Referring expression data
^^^^^^^^^^^^^^^^

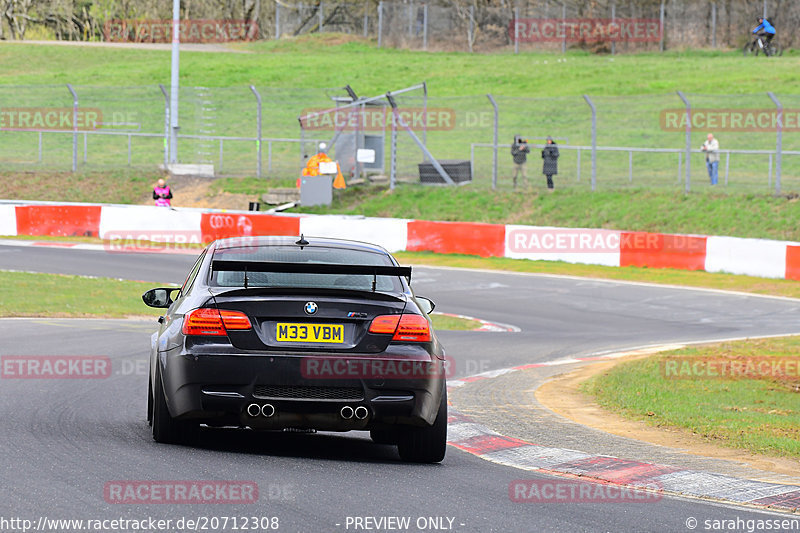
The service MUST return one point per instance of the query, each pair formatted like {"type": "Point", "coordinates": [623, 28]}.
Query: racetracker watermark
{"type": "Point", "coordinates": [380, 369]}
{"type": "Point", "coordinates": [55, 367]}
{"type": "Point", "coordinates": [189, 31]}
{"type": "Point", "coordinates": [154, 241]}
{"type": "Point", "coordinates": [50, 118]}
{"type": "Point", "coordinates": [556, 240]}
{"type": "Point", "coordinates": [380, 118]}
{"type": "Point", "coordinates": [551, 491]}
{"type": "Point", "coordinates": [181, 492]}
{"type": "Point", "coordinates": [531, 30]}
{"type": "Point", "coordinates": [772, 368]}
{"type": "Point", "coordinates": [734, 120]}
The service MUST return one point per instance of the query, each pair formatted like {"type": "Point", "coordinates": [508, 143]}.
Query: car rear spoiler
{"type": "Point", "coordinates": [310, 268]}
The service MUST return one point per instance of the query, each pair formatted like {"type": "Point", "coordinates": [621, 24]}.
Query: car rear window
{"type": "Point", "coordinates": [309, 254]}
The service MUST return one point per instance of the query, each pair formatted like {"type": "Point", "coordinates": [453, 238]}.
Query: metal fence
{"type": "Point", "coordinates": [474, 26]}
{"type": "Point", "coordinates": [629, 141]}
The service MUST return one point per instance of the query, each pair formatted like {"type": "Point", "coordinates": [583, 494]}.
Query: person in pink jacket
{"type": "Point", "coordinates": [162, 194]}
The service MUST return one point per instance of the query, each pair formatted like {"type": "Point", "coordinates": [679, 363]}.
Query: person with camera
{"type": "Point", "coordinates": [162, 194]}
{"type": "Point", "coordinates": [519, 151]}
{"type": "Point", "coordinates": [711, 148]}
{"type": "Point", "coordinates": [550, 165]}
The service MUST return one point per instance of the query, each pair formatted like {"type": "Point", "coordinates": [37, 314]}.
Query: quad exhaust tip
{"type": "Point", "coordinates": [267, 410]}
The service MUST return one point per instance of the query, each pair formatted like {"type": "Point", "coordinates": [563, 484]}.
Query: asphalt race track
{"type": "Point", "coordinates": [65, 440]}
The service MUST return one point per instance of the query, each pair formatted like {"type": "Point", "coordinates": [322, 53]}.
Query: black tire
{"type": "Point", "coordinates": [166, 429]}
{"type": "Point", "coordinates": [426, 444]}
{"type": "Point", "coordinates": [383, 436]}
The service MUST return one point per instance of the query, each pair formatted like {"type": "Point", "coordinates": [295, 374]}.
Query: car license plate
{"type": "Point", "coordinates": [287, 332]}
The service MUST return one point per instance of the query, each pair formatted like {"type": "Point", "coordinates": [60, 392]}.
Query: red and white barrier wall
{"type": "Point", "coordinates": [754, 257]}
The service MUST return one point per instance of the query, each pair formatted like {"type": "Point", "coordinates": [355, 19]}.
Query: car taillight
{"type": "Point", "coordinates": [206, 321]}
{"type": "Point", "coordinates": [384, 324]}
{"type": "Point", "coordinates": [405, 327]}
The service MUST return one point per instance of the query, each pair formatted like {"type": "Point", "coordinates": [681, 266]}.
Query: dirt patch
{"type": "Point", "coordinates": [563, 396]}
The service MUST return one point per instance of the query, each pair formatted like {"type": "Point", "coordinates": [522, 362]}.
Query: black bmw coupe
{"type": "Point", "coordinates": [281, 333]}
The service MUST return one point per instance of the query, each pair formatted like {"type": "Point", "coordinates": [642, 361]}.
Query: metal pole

^^^^^^^^^^^^^^^^

**TASK STATEMENT:**
Print every record exactly, without the pictures.

**EXERCISE ANSWER:**
The service MUST return one point per instance of the query, each pair formatted like {"type": "Point", "coordinates": [623, 28]}.
Query: racetracker watermark
{"type": "Point", "coordinates": [380, 369]}
{"type": "Point", "coordinates": [55, 367]}
{"type": "Point", "coordinates": [189, 31]}
{"type": "Point", "coordinates": [154, 241]}
{"type": "Point", "coordinates": [50, 118]}
{"type": "Point", "coordinates": [556, 240]}
{"type": "Point", "coordinates": [380, 118]}
{"type": "Point", "coordinates": [551, 491]}
{"type": "Point", "coordinates": [181, 492]}
{"type": "Point", "coordinates": [531, 30]}
{"type": "Point", "coordinates": [772, 368]}
{"type": "Point", "coordinates": [734, 120]}
The service MUST return one point per instance of the query, each pair formatted like {"type": "Point", "coordinates": [508, 143]}.
Query: car rear spoiler
{"type": "Point", "coordinates": [310, 268]}
The service MUST return one point per instance of the query, each pair formatted like {"type": "Point", "coordinates": [621, 24]}.
Query: car rear window
{"type": "Point", "coordinates": [309, 254]}
The service MUST return one point per instance of the query, each pair formatted like {"type": "Point", "coordinates": [453, 238]}.
Query: metal fence
{"type": "Point", "coordinates": [474, 26]}
{"type": "Point", "coordinates": [629, 141]}
The service MUST return one point per instance of the query, each pair formatted like {"type": "Point", "coordinates": [583, 494]}.
Query: person in pink jacket
{"type": "Point", "coordinates": [162, 194]}
The service MUST return one point per instance of the query, each pair formatted like {"type": "Point", "coordinates": [679, 363]}.
Query: person with camera
{"type": "Point", "coordinates": [162, 194]}
{"type": "Point", "coordinates": [519, 151]}
{"type": "Point", "coordinates": [711, 148]}
{"type": "Point", "coordinates": [550, 165]}
The service MUST return one point per instance of the query, each pair formatted like {"type": "Point", "coordinates": [37, 314]}.
Query: quad exhaust tip
{"type": "Point", "coordinates": [267, 410]}
The service MUST return one point per instance of the query, each pair formatted like {"type": "Point", "coordinates": [563, 484]}.
Query: asphalt race track
{"type": "Point", "coordinates": [65, 440]}
The service MUST return one point per instance of the query, each pair formatted like {"type": "Point", "coordinates": [322, 53]}.
Query: black tire
{"type": "Point", "coordinates": [166, 429]}
{"type": "Point", "coordinates": [426, 444]}
{"type": "Point", "coordinates": [383, 436]}
The service MUST return one point per instance of the query, each pair formatted like {"type": "Point", "coordinates": [295, 374]}.
Query: car license plate
{"type": "Point", "coordinates": [287, 332]}
The service MUST return one point per instance of the query, each pair formatted like {"type": "Point", "coordinates": [60, 392]}.
Query: red and white barrier wall
{"type": "Point", "coordinates": [754, 257]}
The service MUST return one point per instance of the query, each pair formatted like {"type": "Point", "coordinates": [355, 19]}.
Query: car taillight
{"type": "Point", "coordinates": [206, 321]}
{"type": "Point", "coordinates": [384, 324]}
{"type": "Point", "coordinates": [405, 327]}
The service MUST return one point per instance of the query, each pair formatted like {"type": "Point", "coordinates": [681, 266]}.
Query: dirt patch
{"type": "Point", "coordinates": [563, 396]}
The service MUST return one point per instance of the query, each pair formatted like {"type": "Point", "coordinates": [522, 362]}.
Query: black bmw coupe
{"type": "Point", "coordinates": [281, 333]}
The service MUST return one point per instance of the query, each pair formatted like {"type": "Point", "coordinates": [642, 361]}.
Query: metal pole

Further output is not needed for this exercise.